Given problem: Count the lines in the items below that contain the word "white", and give only that number.

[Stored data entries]
━━━━━━━━━━
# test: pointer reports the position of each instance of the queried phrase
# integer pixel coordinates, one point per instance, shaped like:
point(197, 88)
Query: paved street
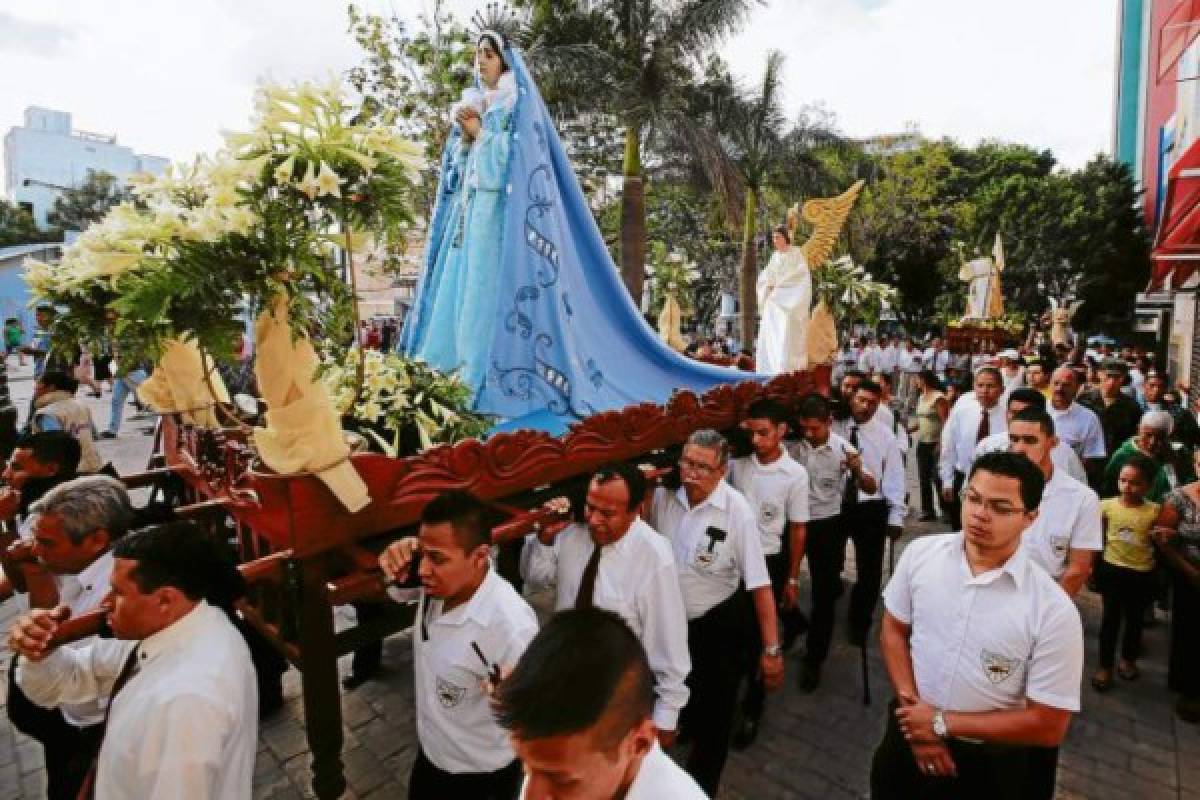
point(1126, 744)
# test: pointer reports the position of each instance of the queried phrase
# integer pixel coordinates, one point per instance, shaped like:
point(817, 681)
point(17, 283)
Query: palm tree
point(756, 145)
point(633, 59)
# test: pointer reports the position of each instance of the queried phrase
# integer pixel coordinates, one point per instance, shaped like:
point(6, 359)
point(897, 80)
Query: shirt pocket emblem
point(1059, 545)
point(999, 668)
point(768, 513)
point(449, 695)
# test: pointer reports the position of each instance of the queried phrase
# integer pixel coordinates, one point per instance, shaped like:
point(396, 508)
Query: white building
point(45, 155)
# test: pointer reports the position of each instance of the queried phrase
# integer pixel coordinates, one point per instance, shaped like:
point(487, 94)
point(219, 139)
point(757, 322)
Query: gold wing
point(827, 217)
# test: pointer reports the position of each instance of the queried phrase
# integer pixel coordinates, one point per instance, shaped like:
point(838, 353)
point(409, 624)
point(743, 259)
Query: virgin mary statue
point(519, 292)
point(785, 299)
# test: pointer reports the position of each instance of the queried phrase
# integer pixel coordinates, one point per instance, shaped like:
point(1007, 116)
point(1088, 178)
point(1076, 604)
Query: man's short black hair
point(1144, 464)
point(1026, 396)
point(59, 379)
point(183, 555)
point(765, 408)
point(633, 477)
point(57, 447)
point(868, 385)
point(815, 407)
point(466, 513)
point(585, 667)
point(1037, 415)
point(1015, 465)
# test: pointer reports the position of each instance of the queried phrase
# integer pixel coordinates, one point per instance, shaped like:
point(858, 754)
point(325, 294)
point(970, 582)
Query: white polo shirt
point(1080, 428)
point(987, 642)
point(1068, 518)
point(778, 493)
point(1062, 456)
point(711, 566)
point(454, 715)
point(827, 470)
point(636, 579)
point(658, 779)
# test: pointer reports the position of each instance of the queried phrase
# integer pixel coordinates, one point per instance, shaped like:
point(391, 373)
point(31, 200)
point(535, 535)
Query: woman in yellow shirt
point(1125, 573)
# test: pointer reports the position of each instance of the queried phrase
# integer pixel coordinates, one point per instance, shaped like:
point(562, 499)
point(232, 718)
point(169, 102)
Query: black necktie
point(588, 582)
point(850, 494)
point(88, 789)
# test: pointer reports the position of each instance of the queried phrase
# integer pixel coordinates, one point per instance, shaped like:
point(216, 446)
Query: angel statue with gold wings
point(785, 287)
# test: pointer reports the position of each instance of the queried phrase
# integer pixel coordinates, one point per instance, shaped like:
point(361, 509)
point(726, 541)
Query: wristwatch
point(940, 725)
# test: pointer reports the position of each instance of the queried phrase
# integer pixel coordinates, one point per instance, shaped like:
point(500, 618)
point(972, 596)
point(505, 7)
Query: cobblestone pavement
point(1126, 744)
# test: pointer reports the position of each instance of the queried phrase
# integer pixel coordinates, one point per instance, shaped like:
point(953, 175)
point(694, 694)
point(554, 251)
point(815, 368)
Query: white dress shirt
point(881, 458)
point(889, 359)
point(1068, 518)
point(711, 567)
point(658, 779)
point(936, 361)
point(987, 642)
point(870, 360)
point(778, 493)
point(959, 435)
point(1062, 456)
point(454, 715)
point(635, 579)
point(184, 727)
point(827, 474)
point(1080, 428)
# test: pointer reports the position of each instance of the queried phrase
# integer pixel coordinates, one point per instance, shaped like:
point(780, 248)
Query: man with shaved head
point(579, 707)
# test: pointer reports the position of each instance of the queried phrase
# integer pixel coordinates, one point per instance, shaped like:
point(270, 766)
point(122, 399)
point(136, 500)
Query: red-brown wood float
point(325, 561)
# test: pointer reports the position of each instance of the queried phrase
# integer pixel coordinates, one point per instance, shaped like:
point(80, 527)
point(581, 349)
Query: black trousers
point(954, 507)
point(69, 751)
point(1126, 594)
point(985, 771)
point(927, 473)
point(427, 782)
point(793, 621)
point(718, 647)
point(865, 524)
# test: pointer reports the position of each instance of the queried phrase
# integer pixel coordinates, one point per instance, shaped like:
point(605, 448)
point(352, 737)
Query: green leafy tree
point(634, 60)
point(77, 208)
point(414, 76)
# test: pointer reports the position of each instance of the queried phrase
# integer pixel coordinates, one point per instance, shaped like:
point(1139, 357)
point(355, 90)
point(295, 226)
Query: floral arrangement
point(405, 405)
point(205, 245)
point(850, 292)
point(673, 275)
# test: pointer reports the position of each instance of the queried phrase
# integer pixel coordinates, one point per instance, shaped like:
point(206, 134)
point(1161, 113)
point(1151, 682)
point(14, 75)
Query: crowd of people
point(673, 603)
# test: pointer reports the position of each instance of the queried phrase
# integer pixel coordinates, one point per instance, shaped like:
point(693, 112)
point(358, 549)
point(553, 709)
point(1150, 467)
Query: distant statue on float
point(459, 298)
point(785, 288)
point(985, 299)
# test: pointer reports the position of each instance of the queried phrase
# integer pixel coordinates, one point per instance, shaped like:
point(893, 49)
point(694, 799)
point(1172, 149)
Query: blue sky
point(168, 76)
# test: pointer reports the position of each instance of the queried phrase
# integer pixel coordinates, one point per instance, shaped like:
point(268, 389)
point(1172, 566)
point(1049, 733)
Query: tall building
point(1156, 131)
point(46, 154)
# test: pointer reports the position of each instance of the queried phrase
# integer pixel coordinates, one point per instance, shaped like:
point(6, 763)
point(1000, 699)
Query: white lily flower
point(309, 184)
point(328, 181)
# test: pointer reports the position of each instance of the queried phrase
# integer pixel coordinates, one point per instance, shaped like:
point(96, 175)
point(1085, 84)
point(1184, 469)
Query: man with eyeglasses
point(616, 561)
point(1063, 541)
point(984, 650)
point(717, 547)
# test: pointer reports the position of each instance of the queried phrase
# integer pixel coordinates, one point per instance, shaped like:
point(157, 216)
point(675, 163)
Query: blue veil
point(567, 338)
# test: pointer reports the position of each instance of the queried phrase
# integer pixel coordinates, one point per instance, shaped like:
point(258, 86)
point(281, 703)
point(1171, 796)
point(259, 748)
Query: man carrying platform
━━━━━━━━━━
Written reply: 4